Records in a dataset
## begin
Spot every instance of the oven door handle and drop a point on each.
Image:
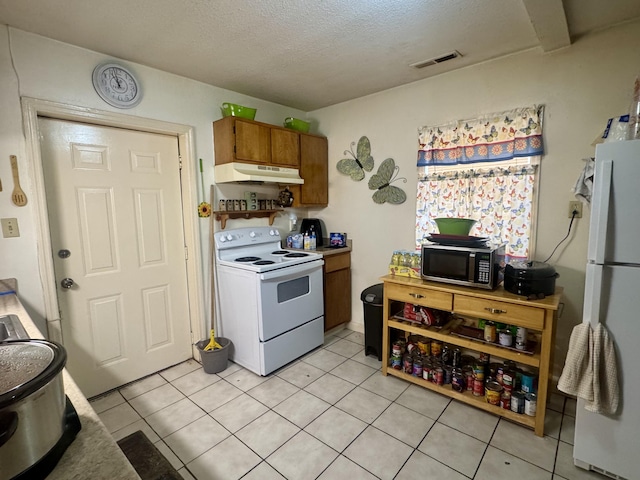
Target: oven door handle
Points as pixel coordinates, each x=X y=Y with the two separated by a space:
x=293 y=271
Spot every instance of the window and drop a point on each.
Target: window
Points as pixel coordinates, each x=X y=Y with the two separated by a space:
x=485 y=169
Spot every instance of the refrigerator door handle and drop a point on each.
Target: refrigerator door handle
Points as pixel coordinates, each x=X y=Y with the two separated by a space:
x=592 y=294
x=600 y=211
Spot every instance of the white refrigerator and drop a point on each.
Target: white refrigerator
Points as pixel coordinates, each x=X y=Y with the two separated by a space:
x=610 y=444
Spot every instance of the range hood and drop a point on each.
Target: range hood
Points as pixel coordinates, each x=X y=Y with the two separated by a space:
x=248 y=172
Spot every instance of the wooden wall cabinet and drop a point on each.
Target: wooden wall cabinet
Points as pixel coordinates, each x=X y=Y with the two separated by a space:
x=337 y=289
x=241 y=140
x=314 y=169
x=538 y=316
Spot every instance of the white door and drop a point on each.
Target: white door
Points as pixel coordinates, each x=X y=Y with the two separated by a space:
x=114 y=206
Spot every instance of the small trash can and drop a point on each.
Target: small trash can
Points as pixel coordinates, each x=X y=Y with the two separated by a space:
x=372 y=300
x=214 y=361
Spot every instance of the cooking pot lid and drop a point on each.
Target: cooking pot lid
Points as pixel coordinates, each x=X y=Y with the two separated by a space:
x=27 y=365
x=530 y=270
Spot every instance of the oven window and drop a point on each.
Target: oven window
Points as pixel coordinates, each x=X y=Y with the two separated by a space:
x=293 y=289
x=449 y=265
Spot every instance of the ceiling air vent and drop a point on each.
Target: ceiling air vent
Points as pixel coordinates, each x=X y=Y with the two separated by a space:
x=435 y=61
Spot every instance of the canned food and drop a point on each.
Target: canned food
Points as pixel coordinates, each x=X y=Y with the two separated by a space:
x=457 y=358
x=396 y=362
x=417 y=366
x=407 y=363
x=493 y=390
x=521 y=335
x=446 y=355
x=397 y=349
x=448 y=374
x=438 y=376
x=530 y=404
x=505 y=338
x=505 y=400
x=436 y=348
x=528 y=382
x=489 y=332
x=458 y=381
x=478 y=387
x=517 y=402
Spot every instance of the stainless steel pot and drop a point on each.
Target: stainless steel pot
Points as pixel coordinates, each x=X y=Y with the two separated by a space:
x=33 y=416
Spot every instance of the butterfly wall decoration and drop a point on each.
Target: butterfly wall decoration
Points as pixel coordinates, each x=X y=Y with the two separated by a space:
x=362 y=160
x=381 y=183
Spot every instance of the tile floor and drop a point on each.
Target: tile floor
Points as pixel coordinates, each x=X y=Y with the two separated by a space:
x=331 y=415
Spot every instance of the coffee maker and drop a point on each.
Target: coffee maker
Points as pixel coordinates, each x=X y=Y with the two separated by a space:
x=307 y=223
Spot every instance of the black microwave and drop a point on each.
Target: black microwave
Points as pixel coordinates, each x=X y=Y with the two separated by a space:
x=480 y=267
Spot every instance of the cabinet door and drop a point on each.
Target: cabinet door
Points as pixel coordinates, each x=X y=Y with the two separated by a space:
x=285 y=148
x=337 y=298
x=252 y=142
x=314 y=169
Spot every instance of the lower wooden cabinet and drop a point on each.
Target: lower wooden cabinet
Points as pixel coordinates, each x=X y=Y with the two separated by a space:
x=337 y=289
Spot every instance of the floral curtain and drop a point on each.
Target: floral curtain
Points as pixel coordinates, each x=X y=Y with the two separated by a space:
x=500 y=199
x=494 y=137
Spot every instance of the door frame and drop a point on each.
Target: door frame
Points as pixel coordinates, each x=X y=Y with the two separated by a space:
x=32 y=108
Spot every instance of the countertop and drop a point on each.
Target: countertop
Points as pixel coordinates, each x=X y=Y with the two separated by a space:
## end
Rewrite all of these lines, changing every "drop a point on each" to "mark each one with a point" and keeping everything else the same. Leave the pictures out.

Spot every instance of the oven door handle and mark each one with a point.
Image:
Target: oven door handle
Points as pixel coordinates, each x=X y=Y with the two separated by a space:
x=293 y=271
Spot every instance of the window and mark each one with a point.
Target: window
Points as pixel coordinates, each x=X y=Y with the two separated by a space:
x=485 y=169
Spot every instance of the refrigerator door handle and mark each one with a point.
Target: refrigerator door handle
Points as pixel coordinates, each x=X y=Y with the two separated by a space:
x=592 y=294
x=600 y=211
Spot every instance of the white refrigerator and mark each one with a point.
Target: white refrigerator
Points as pixel coordinates, each x=X y=Y with the two separated by a space:
x=610 y=444
Spot every instance of the range hood and mark each one with a point.
Target: range hood
Points as pixel coordinates, each x=X y=Y with the two separated by a space:
x=248 y=172
Spot every instance of the wooden wall cabinet and mark each one with a point.
Target: wooden wall cabinet
Points as pixel coordinates, each x=X y=Y with the two separated by a space:
x=337 y=289
x=241 y=140
x=314 y=169
x=538 y=316
Spot every instance of the white door and mark each one with a point.
Target: white door
Points as pixel coordinates, each x=X y=Y with the two separated by a space:
x=114 y=206
Spot every instance of the small trash can and mark each one with a point.
Target: small trash can
Points as pixel coordinates, each x=X y=Y with the two separated by a space:
x=372 y=300
x=214 y=361
Spot every instance of the cooking pot lid and mark each one with a point.
Target: cooking pot lid
Points as pixel coordinates, each x=X y=Y with the two separated by a space:
x=27 y=365
x=530 y=270
Spot every instance of the oven window and mark each one with a point.
Target: oven window
Points as pixel coordinates, each x=X y=Y with the two separated by a space:
x=293 y=289
x=449 y=265
Spot every instance of the ceiling air vent and mark each one with a point.
Target: ceiling air vent
Points as pixel coordinates, each x=X y=Y with the two separated by a space:
x=435 y=61
Spot every instance of the canned food and mark each one with a point.
Target: canned food
Points as pixel coordinates, each x=X y=Y with the two separated by a space:
x=457 y=358
x=396 y=362
x=417 y=366
x=407 y=363
x=493 y=390
x=521 y=335
x=446 y=355
x=397 y=349
x=448 y=374
x=438 y=376
x=530 y=404
x=505 y=338
x=505 y=400
x=436 y=348
x=528 y=382
x=489 y=332
x=458 y=381
x=478 y=387
x=517 y=402
Spot every instance of the stainless steel pot and mark each one with a point.
Target: stainless steel pot
Points as pixel coordinates, each x=X y=Y with the two separated by a space:
x=33 y=416
Spot every instance of the butterfly wall decoration and mark each one with a point.
Target: butterfly wall decoration
Points as pixel coordinates, each x=X y=Y with the two separated by a space:
x=362 y=160
x=381 y=183
Spot every instance of the tile floor and mark each one with a point.
Target: tile floor
Points as pixel coordinates, each x=X y=Y with the two separated by a space:
x=331 y=415
Spot every instance of the coffee maker and mark each one with a point.
Target: coffee maker
Points as pixel coordinates, each x=X y=Y with the two separated by a space:
x=307 y=223
Spot every instance of the black microwave and mark each one with a point.
Target: black microwave
Points as pixel coordinates, each x=X y=Y with the two separated by a space:
x=480 y=267
Spot every instance of the cabinet door and mark each one with a point.
Target: cabinet door
Points as pixel coordinates, each x=X y=Y with the two separated by a space:
x=285 y=148
x=337 y=298
x=252 y=142
x=314 y=169
Spot every instance of the lower wooden cabinet and mark each one with a point.
Target: lower wooden cabinet
Points as pixel coordinates, each x=X y=Y with the two separated by a space:
x=337 y=289
Spot every instance of the floral curtain and mark each one with a point.
Target: floral curtain
Points as pixel coordinates, each x=X y=Y with the two separated by a space:
x=500 y=199
x=494 y=137
Spot every instance of the door frame and mark each one with a point.
Target: door frame
Points as pixel coordinates, each x=X y=Y with the two separated by a space:
x=32 y=108
Spot every instance of the countertop and mark each one with a point.
Target: countertop
Points as pixel coordinates, each x=X y=Y with the two separated by a space:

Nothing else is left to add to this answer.